Mit welchem Programm ließ sich laut dem Forenauszug unter Windows XP bis 8.1 eine individuell angepasste Windows-Version erstellen?

§ GEGEBENER TEXT

____

Und mehr sind diese Gamer-Editions auch nicht. Da werden Mythen aus 15 Jahren Windows NT für den Desktop zusammengetragen und geschaut, welche Tweaks heute noch machbar sind und in der Summe wurden vielleicht 1-2 % Prozessorzeit und vllt. 150-200 MB RAM eingespart. Und am Ende läuft Spiel XYZ immer noch mit XX FPS und der Firefox startet immernoch genauso schnell wie vorher. Man merkt am Ende einfach garnichts.


----------



## Brexzidian7794 (12. Oktober 2016)

*AW: Windows 10 Custom Versionen - Tuning für Gamer-PC*

Du meinst wohl eine individuale angepasste Windows  Version?Das ging damals mit Win XP/Vista/ 7 bis Win 8.1 wie mit Programme wie Nlite.Da konnte man nicht Systemrelevante Anwendungen und Funktionen entfernen.
Aber auch Treiber und Updates die schon länger vorhanden waren mit intergieren oder unwichtige Windows Programm wie Paint &Co einfach entfernen und so eine abgespeckte Version erstellen.Habs selber damals mit XP und Win 7 ausprobiert
und funktionierte einwandfrei.Aber ob solch ein Programm für Win 10 gibts,das kann ich dir nicht beantworten.da mußte mal recherchien?

MfG Brex


----------



## teachmeluv (18. Oktober 2016)

*AW: Windows 10 Custom Versionen - Tuning für Gamer-PC*

Ich werde mein Windows dann wohl so lassen wie es ist 

Ich kann mich bei meinem Setup (siehe Signatur) auch über die Performance nicht beschweren, aber fragen kostet ja nix


----------

____

§ VORLIEGENDE EINTRÄGE
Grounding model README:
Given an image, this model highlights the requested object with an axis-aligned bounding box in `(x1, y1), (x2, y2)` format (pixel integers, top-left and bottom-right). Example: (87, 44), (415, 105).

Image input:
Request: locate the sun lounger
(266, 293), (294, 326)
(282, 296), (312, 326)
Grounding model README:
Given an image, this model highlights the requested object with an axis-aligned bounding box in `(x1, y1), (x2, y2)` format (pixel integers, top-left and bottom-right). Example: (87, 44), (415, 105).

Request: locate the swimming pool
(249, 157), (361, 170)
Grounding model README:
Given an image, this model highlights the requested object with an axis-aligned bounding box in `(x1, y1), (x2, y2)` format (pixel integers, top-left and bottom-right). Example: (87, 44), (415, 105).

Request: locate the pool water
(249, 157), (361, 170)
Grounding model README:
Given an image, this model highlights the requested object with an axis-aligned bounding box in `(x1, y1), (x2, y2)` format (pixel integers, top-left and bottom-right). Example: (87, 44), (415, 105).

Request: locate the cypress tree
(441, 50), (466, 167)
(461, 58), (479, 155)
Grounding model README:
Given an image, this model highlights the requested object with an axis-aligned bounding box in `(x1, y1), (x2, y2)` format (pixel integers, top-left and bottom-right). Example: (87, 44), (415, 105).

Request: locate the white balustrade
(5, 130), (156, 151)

____

§ DIE LÖSUNG
Mit Nlite.